## GIVEN INSTRUCTION
Continue the forum discussion below about the stuck conan create run, starting right after its last sentence.
>> BEGIN SELECTION
As a reference point, running conan graph info for this utilx package completes successfully in about 25 seconds. When I finally hit ctrl+c to stop the process in the stuck conan create case I let it run for about 5 minutes.

@memsharded
Copy link
Member

There is something weird in this log:

Expanding requirement: adc/1.0.0+feature_tpssw-156-conan2 from node  dot_conn/1.0.0+feature_tpssw-156-conan2
    The new node is:  remote/1.0.0+feature_tpssw-156-conan2: RUN: git rev-parse --abbrev-ref HEAD
gpb_out/1.0.0+feature_tpssw-156-conan2: RUN: git rev-parse --abbrev-ref HEAD
ERROR: Exiting with code: 3
adc/1.0.0+feature_tpssw-156-conan2

Expanding a adc/1.0.0 requirement resulted in a new node called remote/1.0.0? This is very surprising.
It also comes with the only ERROR in the log so far, that comes from that git rev-parse of an intermediate gpb_out.
I don't know what is the meaning, but worth double checking those recipes (dot_conn, adc, gpb_out)

Just in case, do you have any kind of [replace_requires] in your profile?

@radonish
Copy link
Author

radonish commented Jan 24, 2025

Expanding a adc/1.0.0 requirement resulted in a new node called remote/1.0.0? This is very surprising.

Unfortunately I think that was a case of stdout getting mixed up when redirecting to the log file. I re-generated a new log (attached below) and that expanding adc/1.0.0 line looks more as expected now. The ERROR is a similar issue - it shows up at the very end as expected when I'm not redirecting stdout/stderr to a log file and just letting it go to the console. Note, for this new log I used the timeout command to have it SIGTERM Conan after 5 minutes (timeout 5m conan create ......) so the error code changed to 5 because of SIGTERM vs. ctrl-c.
>> END SELECTION
>> BEGIN SUPPLIED ENTRIES
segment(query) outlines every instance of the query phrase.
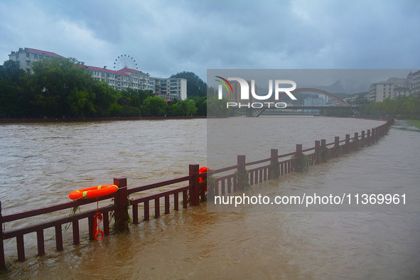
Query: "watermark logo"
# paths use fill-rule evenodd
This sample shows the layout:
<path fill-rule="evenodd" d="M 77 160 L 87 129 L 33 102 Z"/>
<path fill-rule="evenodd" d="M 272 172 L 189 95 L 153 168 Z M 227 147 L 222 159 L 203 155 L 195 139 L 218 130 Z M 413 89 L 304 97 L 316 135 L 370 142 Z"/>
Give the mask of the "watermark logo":
<path fill-rule="evenodd" d="M 252 96 L 252 98 L 257 100 L 268 100 L 271 99 L 271 102 L 252 102 L 247 104 L 243 104 L 237 102 L 229 102 L 227 103 L 227 107 L 248 107 L 248 108 L 262 108 L 264 106 L 268 106 L 270 107 L 270 105 L 274 104 L 276 108 L 282 109 L 286 108 L 287 106 L 284 102 L 277 102 L 277 100 L 279 99 L 280 93 L 284 92 L 292 100 L 296 100 L 296 97 L 291 93 L 292 91 L 296 90 L 296 83 L 294 81 L 290 80 L 275 80 L 274 82 L 273 82 L 272 80 L 269 80 L 269 92 L 265 95 L 258 95 L 256 92 L 255 90 L 255 80 L 251 80 L 251 88 L 249 90 L 249 82 L 245 80 L 244 79 L 240 77 L 228 77 L 227 79 L 225 79 L 220 76 L 215 76 L 220 80 L 216 80 L 216 81 L 220 82 L 219 87 L 217 88 L 218 92 L 218 97 L 219 99 L 222 99 L 223 97 L 223 86 L 226 88 L 226 91 L 228 93 L 235 93 L 232 85 L 229 81 L 236 81 L 239 85 L 240 89 L 240 100 L 249 100 L 249 92 Z M 287 87 L 284 87 L 282 85 L 289 85 Z M 291 87 L 290 86 L 291 85 Z M 273 87 L 274 87 L 274 97 L 271 97 L 273 95 Z M 235 87 L 235 88 L 237 88 Z M 237 95 L 239 95 L 239 92 L 236 92 Z M 235 100 L 237 101 L 237 100 Z"/>

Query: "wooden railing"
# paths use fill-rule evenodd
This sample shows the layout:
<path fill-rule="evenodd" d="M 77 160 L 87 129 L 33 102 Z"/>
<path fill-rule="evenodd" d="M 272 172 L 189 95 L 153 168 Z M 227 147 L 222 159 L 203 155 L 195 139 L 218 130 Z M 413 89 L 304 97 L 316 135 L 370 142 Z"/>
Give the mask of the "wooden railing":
>> END SUPPLIED ENTRIES
## THE RESULT
conan_create_debug2.log

Just in case, do you have any kind of [replace_requires] in your profile?

No, I do not have any [replace_requires].

client/graph/graph.py

    def propagate_downstream(self, require, node, src_node=None):
        #print("  Propagating downstream ", self, "<-", require)
        assert node is not None
        # This sets the transitive_deps node if it was None (overrides)
        # Take into account that while propagating we can find RUNTIME shared conflicts we
        # didn't find at check_downstream_exist, because we didn't know the shared/static
        existing = self.transitive_deps.get(require)
        if existing is not None and existing.require is not require:
            if existing.node is not None and existing.node.ref != node.ref:
                print("  +++++Runtime conflict!", require, "with", node.ref)
                return True
            print("  ++before aggregate")
            require.aggregate(existing.require)
            print("  --after aggregate")

For what it's worth, once the process has been running for several minutes and the system is bogged down with Conan's high CPU/memory usage, what appears to take a long time is the require.aggregate(existing.require) line above. It will sit at the "++before aggregate" print I added for several minutes before slowly continuing.

@memsharded
Copy link
Member

That is still more surprising 😅

The aggregate() method is very simple, just some boolean operations, should be constant time.
The only explanation is that somehow the machine is resource depleted and just fully stuck.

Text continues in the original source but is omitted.